Copy out all the lines in the records that include the word "chrome".
═════ Listed records
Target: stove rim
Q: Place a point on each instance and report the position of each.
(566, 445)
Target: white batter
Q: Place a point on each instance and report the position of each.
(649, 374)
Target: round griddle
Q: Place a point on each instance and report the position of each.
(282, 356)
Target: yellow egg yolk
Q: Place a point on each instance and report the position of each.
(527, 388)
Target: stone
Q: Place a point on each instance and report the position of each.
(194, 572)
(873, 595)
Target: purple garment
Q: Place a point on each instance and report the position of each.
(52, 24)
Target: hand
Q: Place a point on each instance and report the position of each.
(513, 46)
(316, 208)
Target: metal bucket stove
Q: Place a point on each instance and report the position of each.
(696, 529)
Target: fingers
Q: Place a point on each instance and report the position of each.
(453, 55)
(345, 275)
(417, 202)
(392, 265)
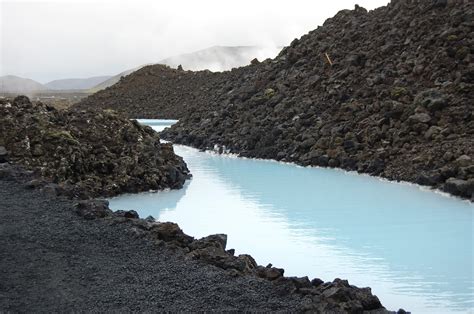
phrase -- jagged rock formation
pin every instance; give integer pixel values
(387, 92)
(87, 153)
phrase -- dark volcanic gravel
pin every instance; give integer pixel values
(51, 260)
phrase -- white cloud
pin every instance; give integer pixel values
(46, 40)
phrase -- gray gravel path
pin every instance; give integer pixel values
(54, 261)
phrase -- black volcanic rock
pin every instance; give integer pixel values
(387, 92)
(87, 153)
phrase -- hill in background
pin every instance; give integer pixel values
(16, 84)
(76, 83)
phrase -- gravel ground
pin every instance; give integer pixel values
(51, 260)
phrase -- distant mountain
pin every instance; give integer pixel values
(220, 58)
(216, 58)
(76, 83)
(15, 84)
(112, 80)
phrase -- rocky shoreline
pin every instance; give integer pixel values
(387, 92)
(220, 274)
(86, 153)
(54, 165)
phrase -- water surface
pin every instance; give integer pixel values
(414, 247)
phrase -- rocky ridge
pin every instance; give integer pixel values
(86, 153)
(366, 91)
(158, 90)
(387, 92)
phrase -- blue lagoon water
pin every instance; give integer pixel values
(414, 247)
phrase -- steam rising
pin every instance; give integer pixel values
(47, 40)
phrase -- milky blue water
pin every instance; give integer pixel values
(414, 247)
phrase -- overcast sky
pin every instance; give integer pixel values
(47, 40)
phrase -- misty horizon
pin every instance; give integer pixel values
(51, 40)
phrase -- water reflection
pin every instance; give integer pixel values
(413, 247)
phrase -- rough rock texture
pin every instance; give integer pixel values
(86, 153)
(397, 101)
(158, 88)
(52, 260)
(387, 92)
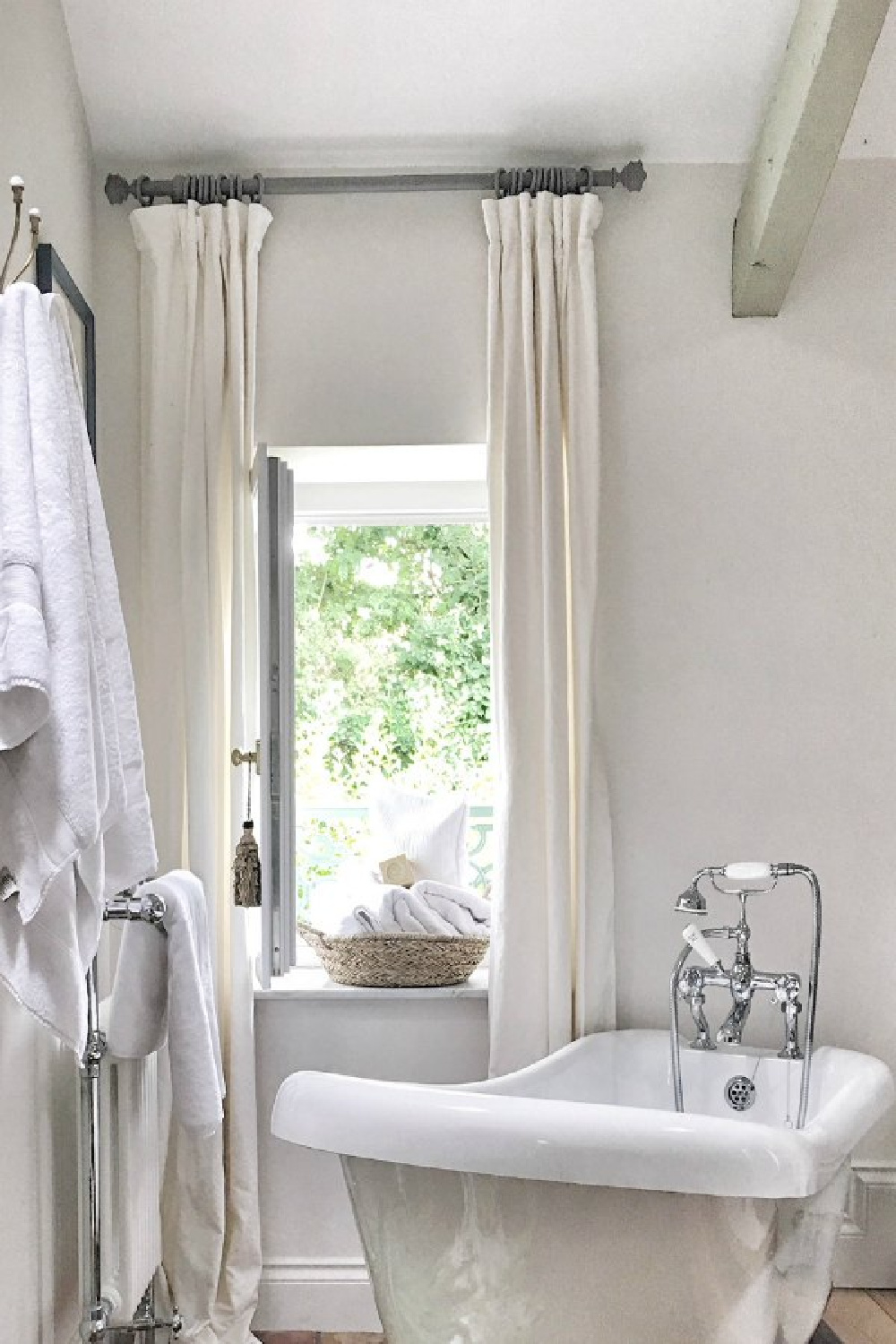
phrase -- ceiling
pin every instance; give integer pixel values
(352, 85)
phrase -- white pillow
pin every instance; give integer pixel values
(430, 831)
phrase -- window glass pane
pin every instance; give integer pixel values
(392, 679)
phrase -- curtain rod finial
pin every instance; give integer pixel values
(117, 188)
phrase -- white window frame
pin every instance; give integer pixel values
(330, 487)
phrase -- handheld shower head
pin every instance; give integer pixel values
(692, 902)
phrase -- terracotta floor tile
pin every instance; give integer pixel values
(856, 1319)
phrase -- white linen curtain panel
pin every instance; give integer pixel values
(196, 683)
(552, 954)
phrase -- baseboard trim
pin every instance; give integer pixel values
(866, 1249)
(332, 1293)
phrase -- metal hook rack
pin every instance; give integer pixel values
(18, 187)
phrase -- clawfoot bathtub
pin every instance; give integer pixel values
(570, 1202)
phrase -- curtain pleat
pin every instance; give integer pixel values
(552, 956)
(196, 680)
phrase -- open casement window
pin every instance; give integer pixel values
(330, 487)
(274, 492)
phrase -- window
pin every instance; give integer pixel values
(382, 556)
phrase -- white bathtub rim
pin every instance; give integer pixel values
(485, 1131)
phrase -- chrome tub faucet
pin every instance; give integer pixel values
(742, 980)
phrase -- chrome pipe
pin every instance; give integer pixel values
(802, 871)
(96, 1322)
(676, 1045)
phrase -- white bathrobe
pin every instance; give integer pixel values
(74, 819)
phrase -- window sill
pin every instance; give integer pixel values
(314, 983)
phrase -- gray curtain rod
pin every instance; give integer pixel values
(209, 187)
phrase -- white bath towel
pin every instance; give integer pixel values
(24, 653)
(426, 908)
(129, 852)
(463, 909)
(164, 991)
(64, 788)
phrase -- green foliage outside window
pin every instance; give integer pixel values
(392, 669)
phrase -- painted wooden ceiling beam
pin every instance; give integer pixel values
(828, 54)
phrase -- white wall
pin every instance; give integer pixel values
(747, 548)
(43, 137)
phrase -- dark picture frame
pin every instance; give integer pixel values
(53, 277)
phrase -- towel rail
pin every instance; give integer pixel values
(147, 908)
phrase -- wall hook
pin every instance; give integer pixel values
(18, 187)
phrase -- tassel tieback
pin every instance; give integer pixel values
(247, 870)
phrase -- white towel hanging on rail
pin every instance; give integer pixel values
(74, 819)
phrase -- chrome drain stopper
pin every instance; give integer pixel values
(740, 1093)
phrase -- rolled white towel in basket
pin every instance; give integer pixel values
(429, 906)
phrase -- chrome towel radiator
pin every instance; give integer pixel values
(150, 909)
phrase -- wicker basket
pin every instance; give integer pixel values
(397, 960)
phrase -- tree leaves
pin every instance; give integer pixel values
(392, 655)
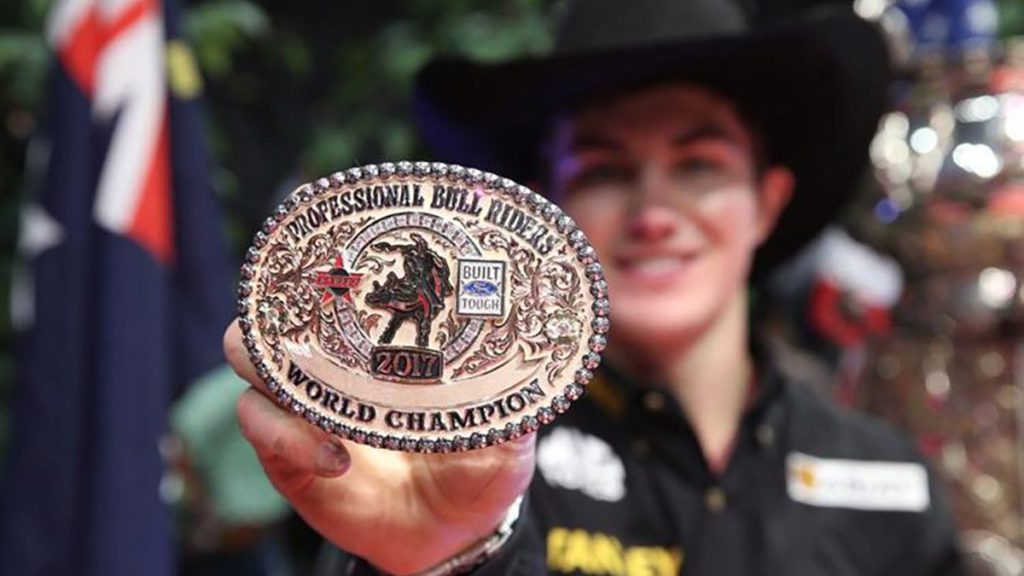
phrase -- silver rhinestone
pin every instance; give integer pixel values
(496, 436)
(587, 254)
(269, 225)
(538, 202)
(573, 392)
(577, 239)
(583, 376)
(560, 405)
(529, 424)
(477, 440)
(545, 415)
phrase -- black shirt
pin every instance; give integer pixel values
(811, 489)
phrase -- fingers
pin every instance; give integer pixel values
(293, 452)
(238, 356)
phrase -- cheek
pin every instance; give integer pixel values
(730, 220)
(599, 219)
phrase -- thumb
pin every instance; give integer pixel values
(292, 451)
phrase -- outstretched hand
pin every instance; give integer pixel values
(402, 512)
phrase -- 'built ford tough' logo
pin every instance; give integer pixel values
(481, 288)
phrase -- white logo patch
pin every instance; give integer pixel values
(571, 459)
(857, 484)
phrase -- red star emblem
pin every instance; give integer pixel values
(337, 282)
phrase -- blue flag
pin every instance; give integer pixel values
(124, 295)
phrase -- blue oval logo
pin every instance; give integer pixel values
(480, 288)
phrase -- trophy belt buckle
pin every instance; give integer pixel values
(423, 306)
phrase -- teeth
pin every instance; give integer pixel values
(657, 264)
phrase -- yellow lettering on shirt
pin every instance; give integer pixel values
(601, 554)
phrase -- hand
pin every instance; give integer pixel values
(402, 512)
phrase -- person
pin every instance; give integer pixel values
(696, 152)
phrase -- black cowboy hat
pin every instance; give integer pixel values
(814, 86)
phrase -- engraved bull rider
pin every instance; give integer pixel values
(419, 295)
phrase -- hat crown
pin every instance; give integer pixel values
(600, 25)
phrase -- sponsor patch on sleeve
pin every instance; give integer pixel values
(862, 485)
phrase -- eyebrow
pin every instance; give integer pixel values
(590, 141)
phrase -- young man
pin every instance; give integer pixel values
(693, 152)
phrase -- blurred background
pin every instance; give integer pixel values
(264, 95)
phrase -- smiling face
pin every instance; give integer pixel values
(665, 183)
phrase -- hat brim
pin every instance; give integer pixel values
(815, 87)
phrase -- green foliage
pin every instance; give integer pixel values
(219, 30)
(1011, 17)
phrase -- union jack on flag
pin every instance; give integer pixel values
(121, 298)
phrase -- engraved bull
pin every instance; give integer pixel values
(419, 295)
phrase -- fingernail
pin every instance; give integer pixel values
(331, 459)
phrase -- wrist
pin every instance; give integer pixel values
(482, 550)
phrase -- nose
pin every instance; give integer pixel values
(651, 217)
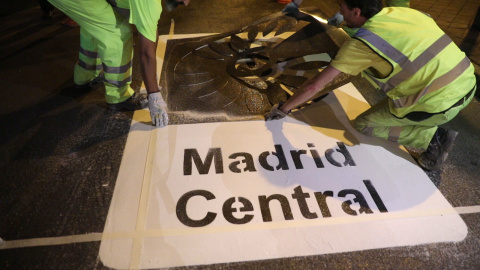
══════════
▸ Written answer
phrase -- chrome tub faucet
phrase -- chrome pipe
phrase -- chrome drain stopper
phrase -- chrome towel radiator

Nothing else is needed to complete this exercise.